Stated goal: Repeat the listing without any change, from its first line through the line that contains "292), (710, 38)]", including both of those lines.

Part of a data file:
····················
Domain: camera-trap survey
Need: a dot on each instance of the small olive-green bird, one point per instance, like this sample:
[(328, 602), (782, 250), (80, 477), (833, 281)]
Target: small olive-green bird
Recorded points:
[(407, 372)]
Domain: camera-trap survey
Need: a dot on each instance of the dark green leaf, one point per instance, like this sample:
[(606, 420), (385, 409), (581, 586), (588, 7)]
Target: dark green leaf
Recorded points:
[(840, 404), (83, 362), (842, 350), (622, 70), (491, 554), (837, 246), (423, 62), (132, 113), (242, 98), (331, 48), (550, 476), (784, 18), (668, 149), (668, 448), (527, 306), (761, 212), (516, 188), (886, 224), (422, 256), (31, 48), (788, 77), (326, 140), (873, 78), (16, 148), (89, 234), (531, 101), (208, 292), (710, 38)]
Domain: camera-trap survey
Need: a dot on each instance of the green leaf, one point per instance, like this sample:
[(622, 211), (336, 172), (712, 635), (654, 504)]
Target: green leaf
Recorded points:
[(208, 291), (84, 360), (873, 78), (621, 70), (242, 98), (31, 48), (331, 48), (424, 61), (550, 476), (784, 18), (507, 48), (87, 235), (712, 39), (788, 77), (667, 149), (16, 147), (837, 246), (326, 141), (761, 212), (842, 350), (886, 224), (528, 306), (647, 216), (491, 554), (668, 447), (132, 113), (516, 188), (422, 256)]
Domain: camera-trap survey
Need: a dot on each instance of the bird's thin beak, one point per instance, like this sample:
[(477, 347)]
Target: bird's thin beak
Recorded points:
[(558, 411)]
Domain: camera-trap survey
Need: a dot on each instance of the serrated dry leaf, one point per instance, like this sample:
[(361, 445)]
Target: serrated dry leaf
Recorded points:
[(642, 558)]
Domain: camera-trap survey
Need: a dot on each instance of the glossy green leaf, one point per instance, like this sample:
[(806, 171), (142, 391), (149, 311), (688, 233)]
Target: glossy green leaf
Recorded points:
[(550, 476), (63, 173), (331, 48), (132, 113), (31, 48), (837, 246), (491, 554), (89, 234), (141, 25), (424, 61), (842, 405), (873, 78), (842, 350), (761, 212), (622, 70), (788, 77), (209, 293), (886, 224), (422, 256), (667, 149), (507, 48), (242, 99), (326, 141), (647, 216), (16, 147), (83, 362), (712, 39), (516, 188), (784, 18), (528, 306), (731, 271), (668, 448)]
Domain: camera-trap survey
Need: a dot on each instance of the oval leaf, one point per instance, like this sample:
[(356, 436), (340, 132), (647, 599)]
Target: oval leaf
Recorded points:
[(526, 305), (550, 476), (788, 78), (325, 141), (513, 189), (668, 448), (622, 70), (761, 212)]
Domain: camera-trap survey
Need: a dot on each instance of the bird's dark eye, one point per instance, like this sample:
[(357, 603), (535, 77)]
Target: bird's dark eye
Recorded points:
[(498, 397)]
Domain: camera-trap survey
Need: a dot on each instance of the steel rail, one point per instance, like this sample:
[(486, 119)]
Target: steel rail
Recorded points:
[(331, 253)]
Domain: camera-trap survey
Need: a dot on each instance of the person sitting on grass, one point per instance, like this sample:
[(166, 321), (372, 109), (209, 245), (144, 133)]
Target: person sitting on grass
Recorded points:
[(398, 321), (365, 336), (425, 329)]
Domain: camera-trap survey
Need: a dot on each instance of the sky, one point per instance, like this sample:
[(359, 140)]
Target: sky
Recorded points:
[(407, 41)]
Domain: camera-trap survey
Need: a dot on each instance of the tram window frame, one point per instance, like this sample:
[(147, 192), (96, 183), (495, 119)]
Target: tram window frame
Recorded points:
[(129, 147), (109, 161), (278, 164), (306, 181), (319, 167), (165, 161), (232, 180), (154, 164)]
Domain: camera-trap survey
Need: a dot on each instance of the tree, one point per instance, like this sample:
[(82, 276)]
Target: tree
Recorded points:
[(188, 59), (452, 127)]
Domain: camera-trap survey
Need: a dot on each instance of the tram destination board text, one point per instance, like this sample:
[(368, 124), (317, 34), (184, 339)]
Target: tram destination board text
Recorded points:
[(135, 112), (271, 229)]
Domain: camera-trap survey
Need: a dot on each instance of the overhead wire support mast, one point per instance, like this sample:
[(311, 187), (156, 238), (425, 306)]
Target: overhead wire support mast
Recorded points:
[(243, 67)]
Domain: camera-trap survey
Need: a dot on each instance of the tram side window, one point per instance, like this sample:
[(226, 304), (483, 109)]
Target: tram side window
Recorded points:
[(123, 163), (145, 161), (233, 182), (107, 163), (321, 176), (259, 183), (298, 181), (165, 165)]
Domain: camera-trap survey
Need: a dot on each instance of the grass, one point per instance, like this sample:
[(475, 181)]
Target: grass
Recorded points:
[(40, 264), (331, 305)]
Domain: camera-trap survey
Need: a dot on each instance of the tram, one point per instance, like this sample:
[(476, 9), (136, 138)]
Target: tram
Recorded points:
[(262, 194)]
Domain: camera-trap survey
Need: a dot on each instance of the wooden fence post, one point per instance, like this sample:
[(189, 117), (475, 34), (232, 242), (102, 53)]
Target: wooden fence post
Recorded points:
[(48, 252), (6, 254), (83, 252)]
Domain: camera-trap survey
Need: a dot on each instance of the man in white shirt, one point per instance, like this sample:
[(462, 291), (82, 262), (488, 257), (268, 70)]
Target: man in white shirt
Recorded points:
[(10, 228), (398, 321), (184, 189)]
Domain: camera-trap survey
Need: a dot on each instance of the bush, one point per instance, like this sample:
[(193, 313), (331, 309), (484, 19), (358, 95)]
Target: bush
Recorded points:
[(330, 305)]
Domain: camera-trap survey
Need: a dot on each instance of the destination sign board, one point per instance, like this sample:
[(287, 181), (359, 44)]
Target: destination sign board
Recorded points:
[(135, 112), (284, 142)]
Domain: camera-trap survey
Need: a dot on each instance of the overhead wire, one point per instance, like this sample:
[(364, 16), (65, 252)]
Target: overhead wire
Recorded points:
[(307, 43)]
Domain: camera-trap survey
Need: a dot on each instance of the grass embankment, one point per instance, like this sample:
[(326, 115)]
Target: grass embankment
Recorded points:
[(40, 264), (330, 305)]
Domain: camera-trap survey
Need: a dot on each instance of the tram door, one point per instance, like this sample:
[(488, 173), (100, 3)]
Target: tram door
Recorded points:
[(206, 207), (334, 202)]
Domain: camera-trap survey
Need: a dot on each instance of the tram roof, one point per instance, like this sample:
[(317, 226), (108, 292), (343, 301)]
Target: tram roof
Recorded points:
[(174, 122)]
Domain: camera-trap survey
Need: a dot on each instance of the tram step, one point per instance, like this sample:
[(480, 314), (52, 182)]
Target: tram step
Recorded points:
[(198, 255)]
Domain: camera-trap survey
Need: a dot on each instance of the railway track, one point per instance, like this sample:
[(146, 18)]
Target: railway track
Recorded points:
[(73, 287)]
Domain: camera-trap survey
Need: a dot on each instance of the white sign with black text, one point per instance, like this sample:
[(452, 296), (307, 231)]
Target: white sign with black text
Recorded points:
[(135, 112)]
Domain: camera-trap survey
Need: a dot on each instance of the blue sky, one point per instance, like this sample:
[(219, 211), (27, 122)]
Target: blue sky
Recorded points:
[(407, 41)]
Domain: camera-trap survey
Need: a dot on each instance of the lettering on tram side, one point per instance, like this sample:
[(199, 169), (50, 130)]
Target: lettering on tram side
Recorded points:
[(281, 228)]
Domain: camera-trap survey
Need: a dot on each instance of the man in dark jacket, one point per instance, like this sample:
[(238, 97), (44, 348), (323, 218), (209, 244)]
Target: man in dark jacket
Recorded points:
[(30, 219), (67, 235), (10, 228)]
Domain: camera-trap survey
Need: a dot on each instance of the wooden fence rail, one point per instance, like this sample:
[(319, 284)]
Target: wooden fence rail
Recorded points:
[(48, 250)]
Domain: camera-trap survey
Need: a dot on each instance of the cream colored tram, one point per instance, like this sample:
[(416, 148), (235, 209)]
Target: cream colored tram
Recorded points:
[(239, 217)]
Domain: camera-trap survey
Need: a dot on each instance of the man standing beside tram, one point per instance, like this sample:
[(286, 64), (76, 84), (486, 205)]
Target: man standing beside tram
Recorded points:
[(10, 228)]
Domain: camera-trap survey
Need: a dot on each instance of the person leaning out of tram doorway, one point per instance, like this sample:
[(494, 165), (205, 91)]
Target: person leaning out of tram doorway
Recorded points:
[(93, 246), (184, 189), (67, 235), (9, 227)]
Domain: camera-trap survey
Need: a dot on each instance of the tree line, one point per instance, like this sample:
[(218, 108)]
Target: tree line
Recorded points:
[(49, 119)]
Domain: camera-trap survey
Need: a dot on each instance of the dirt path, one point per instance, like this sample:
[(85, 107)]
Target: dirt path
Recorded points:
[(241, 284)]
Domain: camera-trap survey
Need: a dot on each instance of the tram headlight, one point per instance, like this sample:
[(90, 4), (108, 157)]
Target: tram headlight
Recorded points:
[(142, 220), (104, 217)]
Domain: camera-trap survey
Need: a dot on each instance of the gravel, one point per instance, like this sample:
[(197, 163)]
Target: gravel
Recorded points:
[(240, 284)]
····················
Expected output:
Domain: camera-trap survey
Need: a dot on each instance of the small olive-green bird, one point per instance, like this sample:
[(328, 602), (782, 250), (80, 477), (833, 281)]
Target: small olive-green bird
Recorded points:
[(407, 372)]
Domain: camera-trap survey
Need: a dot on each instance of the dark green leaf, one point per instance, like this sample:
[(606, 420), (385, 409), (581, 586), (588, 7)]
Target: dark green leaf
Recorded points:
[(840, 404), (83, 362), (842, 350), (622, 70), (491, 554), (837, 246), (423, 62), (132, 113), (242, 98), (331, 48), (550, 476), (784, 18), (668, 149), (668, 448), (527, 306), (761, 212), (516, 188), (886, 224), (422, 256), (31, 48), (788, 77), (326, 140), (873, 78), (16, 148), (89, 234), (531, 101), (208, 292), (710, 38)]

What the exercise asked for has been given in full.